Saved entries
- - - -
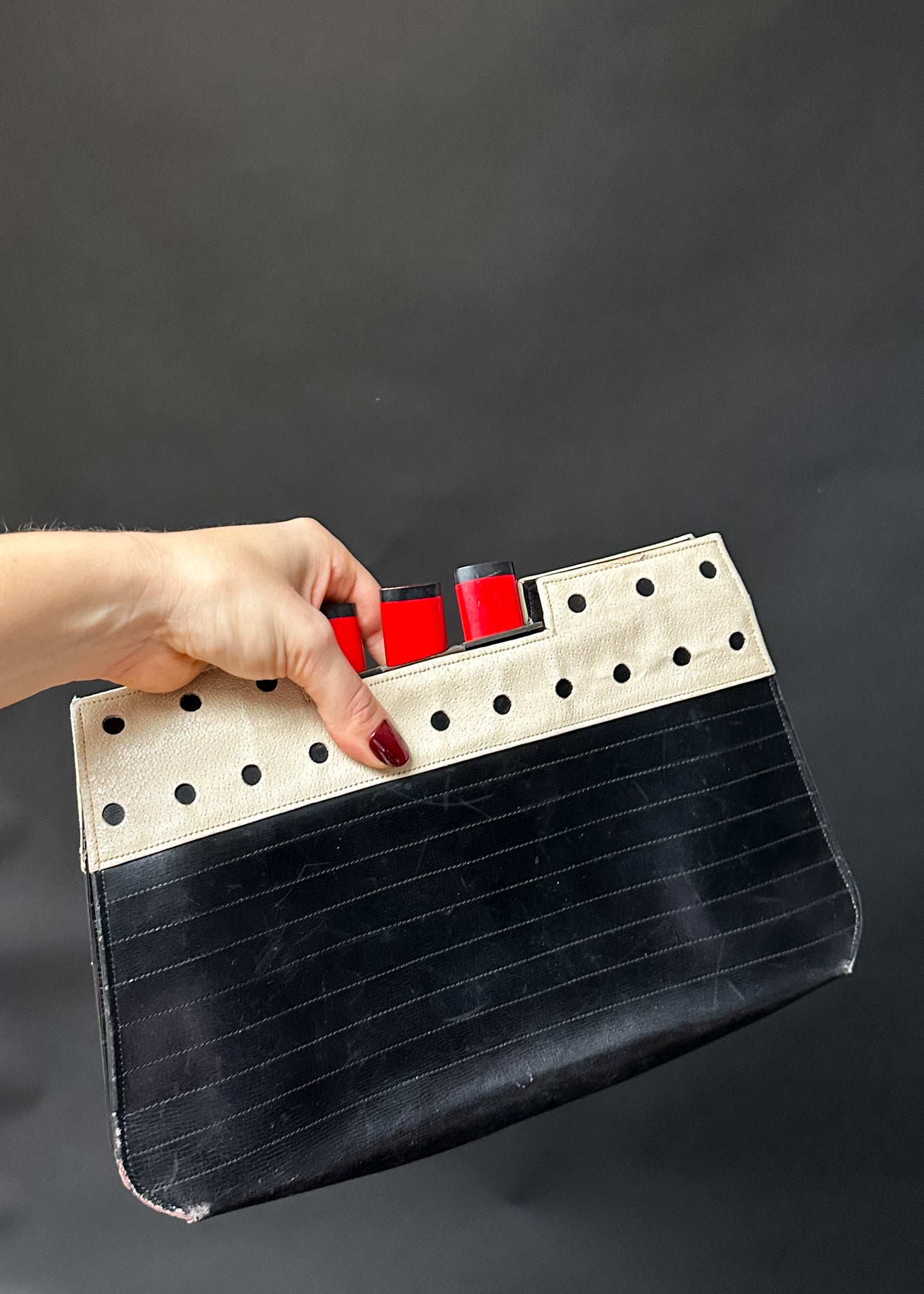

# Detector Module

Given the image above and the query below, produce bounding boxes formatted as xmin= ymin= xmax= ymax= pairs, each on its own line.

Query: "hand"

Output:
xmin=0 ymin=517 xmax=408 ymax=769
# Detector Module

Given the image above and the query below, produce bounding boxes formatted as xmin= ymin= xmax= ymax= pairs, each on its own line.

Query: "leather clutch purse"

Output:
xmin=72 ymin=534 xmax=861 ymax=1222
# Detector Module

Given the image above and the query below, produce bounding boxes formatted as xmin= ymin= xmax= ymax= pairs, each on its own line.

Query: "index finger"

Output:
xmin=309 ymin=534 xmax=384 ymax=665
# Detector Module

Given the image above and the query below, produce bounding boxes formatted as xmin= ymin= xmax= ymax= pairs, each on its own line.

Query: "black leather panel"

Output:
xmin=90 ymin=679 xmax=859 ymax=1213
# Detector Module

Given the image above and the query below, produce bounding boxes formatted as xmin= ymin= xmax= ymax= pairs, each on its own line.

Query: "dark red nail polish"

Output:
- - - -
Render every line of the listing above as a numbered list, skipping blank lines and leaving the picture out.

1. # Detector Module
2. Given the image above and the query below, produce bounding boxes formatted as xmin= ymin= xmax= ymax= pairs, each on its own line.
3. Query: "hand"
4. Output:
5. xmin=0 ymin=517 xmax=408 ymax=769
6. # Detector Module
7. Given the image above and the query below, produce bounding boxes formatted as xmin= ymin= xmax= ymax= pairs, each on its own line.
8. Query: "leather clutch purse"
9. Output:
10. xmin=72 ymin=534 xmax=861 ymax=1222
11. # Detector Module
12. Given the image above and the query below, produce bounding boxes formatted as xmin= ymin= xmax= ymax= pairs, each on its own line.
13. Query: "index finger"
14. Output:
15. xmin=309 ymin=534 xmax=384 ymax=665
16. # Detector Module
17. Given the image above and the query below, produce bounding boxes formatted as xmin= ymin= xmax= ymax= pairs, each on its own line.
18. Query: "black leather panel"
19. Output:
20. xmin=90 ymin=679 xmax=859 ymax=1213
21. # Detector Module
22. Given the image above and the query below, produce bounding boxes formatted as xmin= ymin= xmax= ymax= pairs, each on its own line.
23. Query: "dark red nail polish"
24. Output:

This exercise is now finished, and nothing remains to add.